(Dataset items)

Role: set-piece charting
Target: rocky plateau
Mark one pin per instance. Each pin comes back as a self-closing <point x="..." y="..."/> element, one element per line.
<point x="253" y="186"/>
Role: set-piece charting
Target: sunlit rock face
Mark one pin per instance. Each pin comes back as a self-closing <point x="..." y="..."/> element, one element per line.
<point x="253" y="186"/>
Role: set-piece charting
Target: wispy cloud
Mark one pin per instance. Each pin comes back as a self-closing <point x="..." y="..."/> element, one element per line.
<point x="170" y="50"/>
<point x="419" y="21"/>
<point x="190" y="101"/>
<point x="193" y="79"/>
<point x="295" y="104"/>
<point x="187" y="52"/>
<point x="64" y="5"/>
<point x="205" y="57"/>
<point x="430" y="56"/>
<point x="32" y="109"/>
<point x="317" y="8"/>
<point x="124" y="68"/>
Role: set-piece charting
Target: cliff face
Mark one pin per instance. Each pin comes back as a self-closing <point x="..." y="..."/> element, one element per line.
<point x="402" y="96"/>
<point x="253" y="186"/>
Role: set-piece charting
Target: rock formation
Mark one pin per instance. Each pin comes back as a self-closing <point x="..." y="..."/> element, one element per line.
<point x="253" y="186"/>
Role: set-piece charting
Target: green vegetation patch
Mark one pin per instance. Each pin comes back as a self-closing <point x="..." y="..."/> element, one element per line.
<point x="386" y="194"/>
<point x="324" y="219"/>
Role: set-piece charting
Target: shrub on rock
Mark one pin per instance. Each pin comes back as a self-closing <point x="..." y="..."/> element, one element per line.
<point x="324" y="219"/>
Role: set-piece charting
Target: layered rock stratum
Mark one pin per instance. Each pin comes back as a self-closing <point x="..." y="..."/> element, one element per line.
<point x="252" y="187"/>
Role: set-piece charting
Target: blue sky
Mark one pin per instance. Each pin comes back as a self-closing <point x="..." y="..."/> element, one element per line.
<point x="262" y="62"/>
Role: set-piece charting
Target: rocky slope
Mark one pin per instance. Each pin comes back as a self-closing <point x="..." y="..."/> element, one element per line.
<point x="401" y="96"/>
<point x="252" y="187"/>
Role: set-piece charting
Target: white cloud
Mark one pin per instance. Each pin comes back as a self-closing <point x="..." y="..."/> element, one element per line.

◆ ASSIGNMENT ◆
The records must be given again in full, exactly as shown.

◆ THE ANSWER ◆
Role: set-piece charting
Target: rocky plateau
Mark one pin per instance. Each pin comes back as a self-closing <point x="..." y="..."/> element, one element per line.
<point x="253" y="186"/>
Role: set-piece charting
Target: sunlit rock face
Mark one pin per instance. Each pin comes back as a self-closing <point x="..." y="..."/> element, one element per line.
<point x="253" y="186"/>
Role: set-piece charting
Target: wispy cloud
Mark one pin per instance. Each pin comes back as a self-closing <point x="..." y="..."/> element, one element per line.
<point x="170" y="50"/>
<point x="419" y="21"/>
<point x="190" y="101"/>
<point x="193" y="79"/>
<point x="295" y="104"/>
<point x="187" y="52"/>
<point x="64" y="5"/>
<point x="205" y="57"/>
<point x="430" y="56"/>
<point x="32" y="109"/>
<point x="317" y="8"/>
<point x="124" y="68"/>
Role: set-piece charting
Target: cliff face
Mark one pin per instance. Each pin comes back as a self-closing <point x="..." y="..."/> element, one element per line.
<point x="402" y="96"/>
<point x="253" y="186"/>
Role: set-piece charting
Target: rock formation
Mark one pin per instance. Each pin comes back as a self-closing <point x="..." y="..."/> element, one element per line.
<point x="253" y="186"/>
Role: set-piece charting
Target: green vegetation patch
Mark one pin per instance. Each pin comes back as a self-closing <point x="..." y="..."/> element, one element per line.
<point x="386" y="194"/>
<point x="324" y="219"/>
Role: set-piece charting
Target: shrub on rock
Mark one pin per instance. Each pin comes back as a self-closing <point x="..." y="..."/> element, one element per line.
<point x="324" y="219"/>
Role: set-piece charting
Target: layered rock stratum
Mark one pin per instance. Each pin comes back as a self-closing <point x="..." y="..."/> element, one element per line.
<point x="252" y="187"/>
Role: set-piece charting
Target: blue sky
Mark one pin per instance. Each pin comes back as a self-closing <point x="..." y="..."/> element, one element per line.
<point x="262" y="62"/>
Role: set-piece charting
Target: rocky slope
Mark one pin per instance. Each pin comes back as a self-closing <point x="..." y="..."/> element, one element per line.
<point x="401" y="96"/>
<point x="252" y="187"/>
Role: set-piece charting
Target: white cloud
Mark one pin per instance. Each pin comes back as a self-closing <point x="..." y="..."/> element, one element per line.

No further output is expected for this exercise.